> [Work request] Pictures are to be left out, and the rest of the records reproduced exactly.

> [Excerpted records]
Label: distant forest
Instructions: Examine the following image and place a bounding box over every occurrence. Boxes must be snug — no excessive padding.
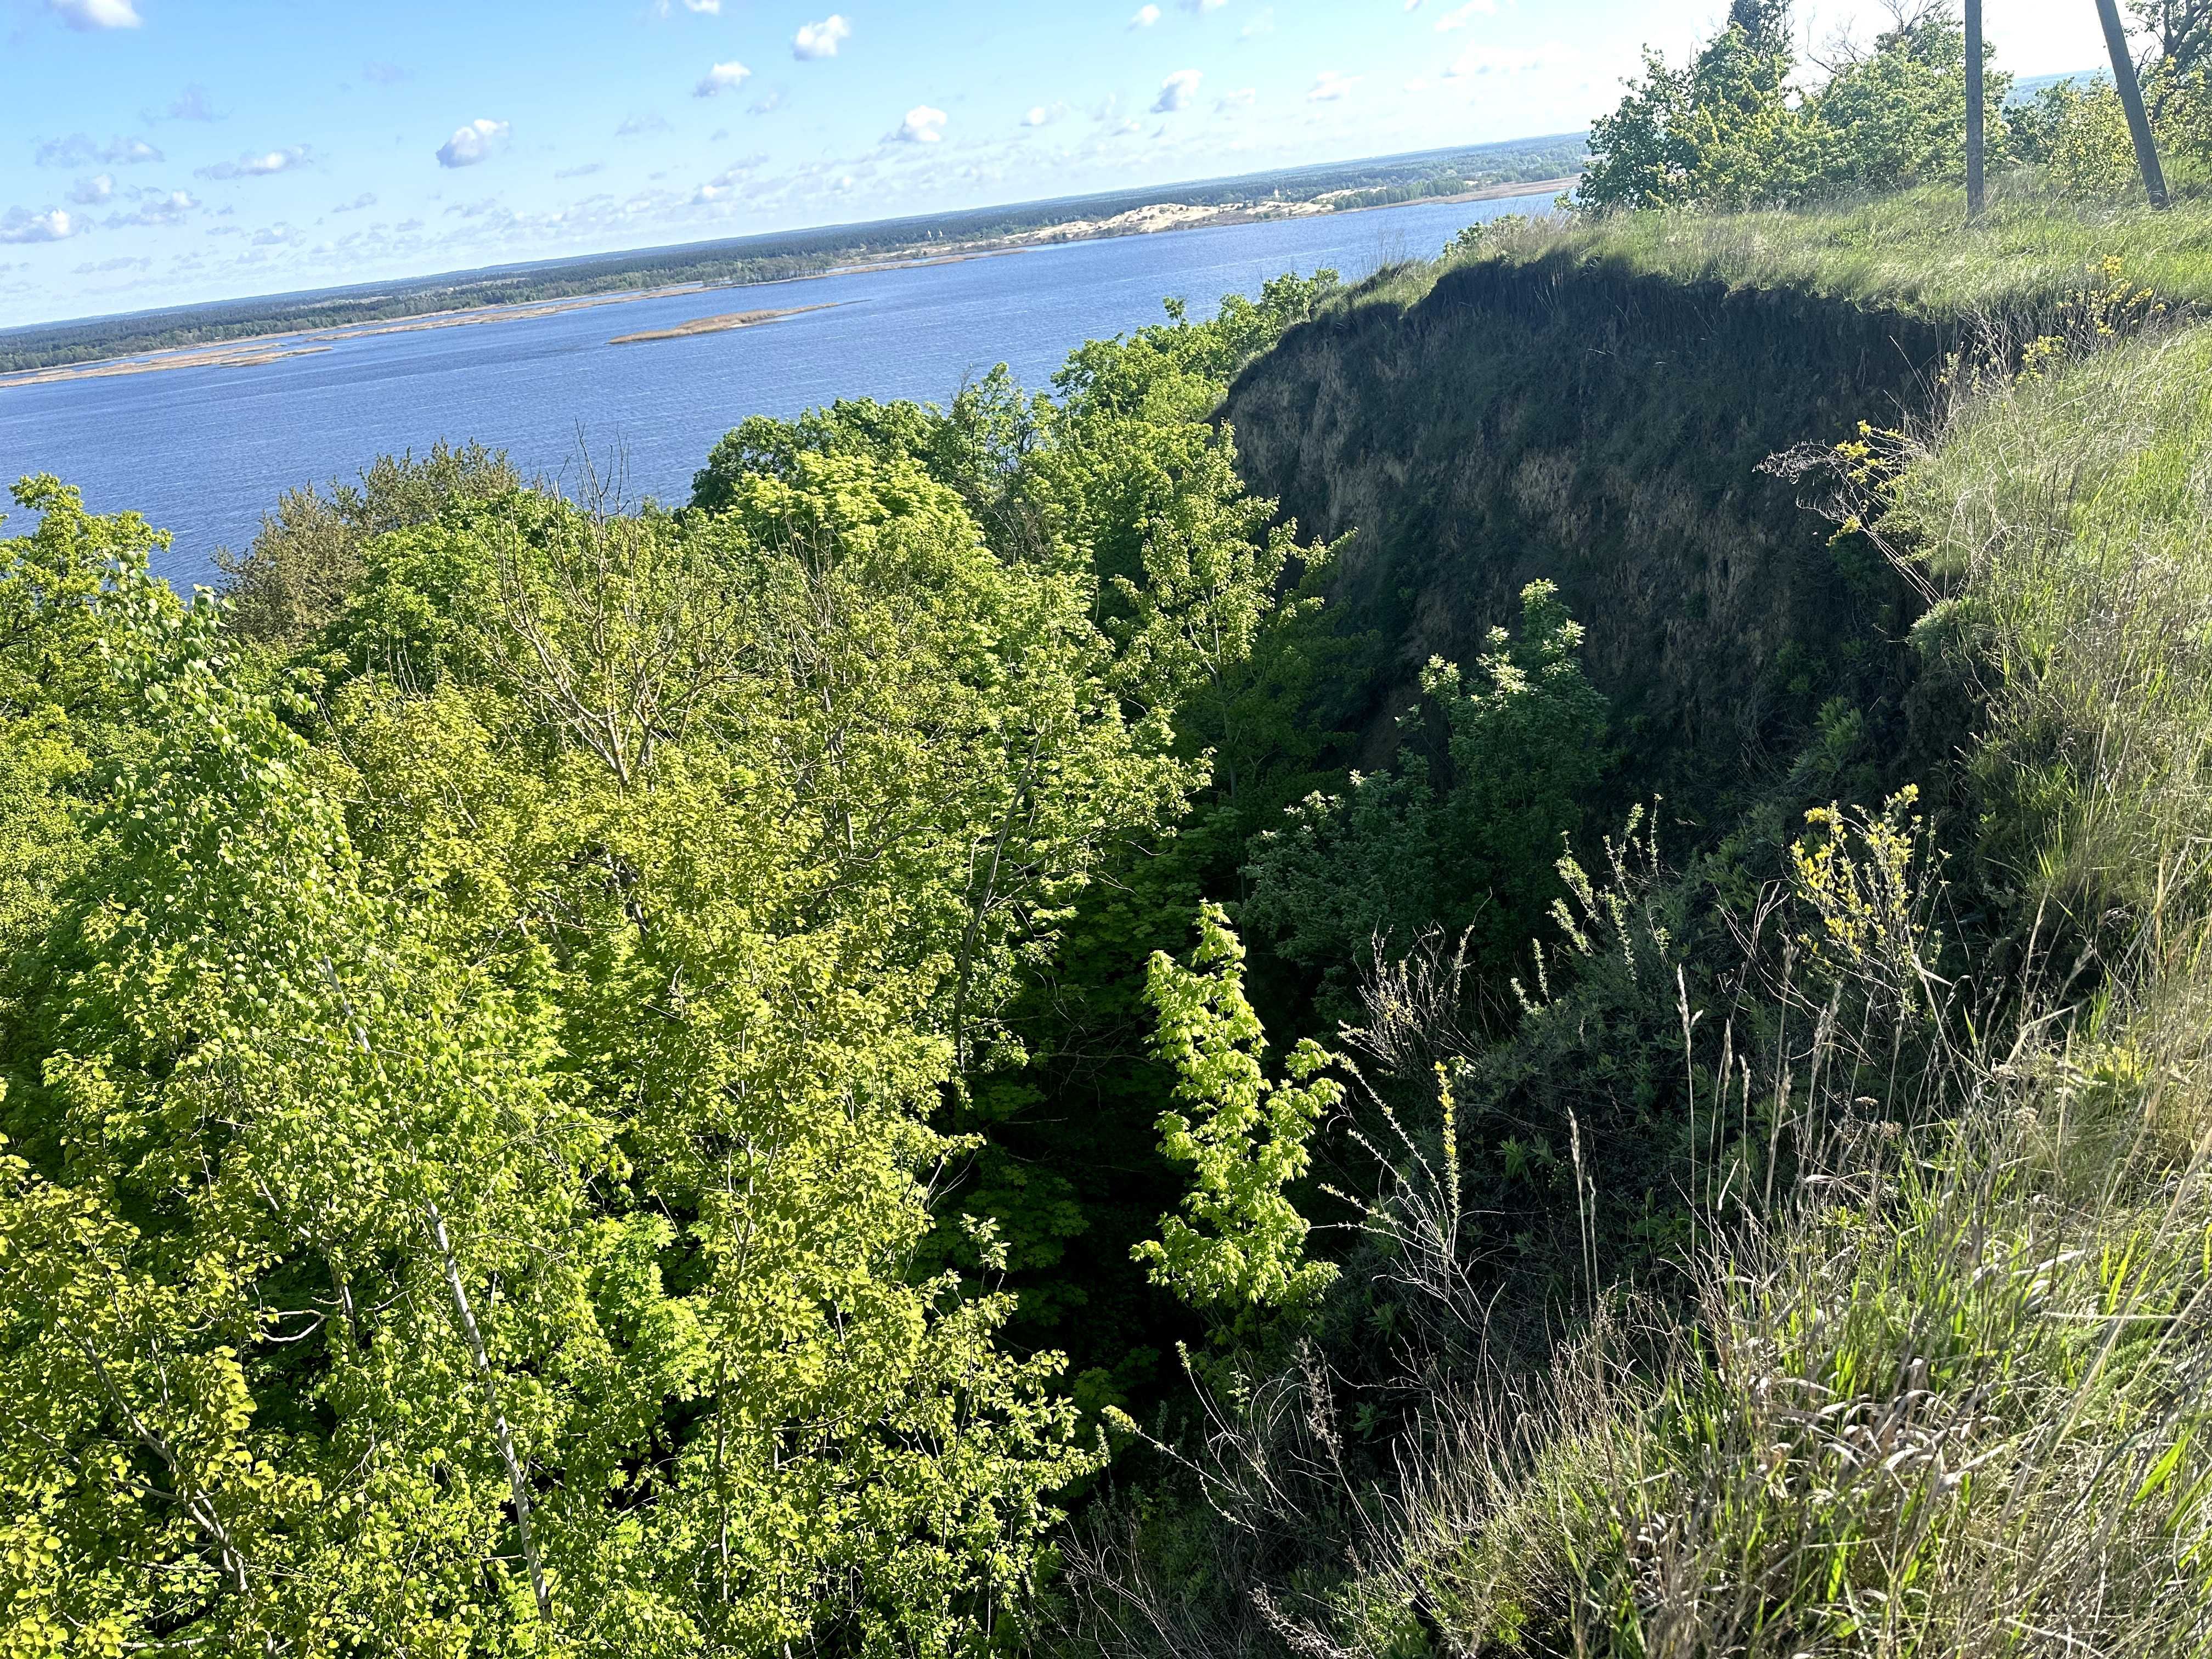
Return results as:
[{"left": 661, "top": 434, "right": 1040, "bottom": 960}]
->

> [Solution]
Label: distant forest
Instructions: Examine the following image and place a bounding box over every occurrence. Boxes must be snug — no excessive padding.
Return results as:
[{"left": 661, "top": 434, "right": 1040, "bottom": 960}]
->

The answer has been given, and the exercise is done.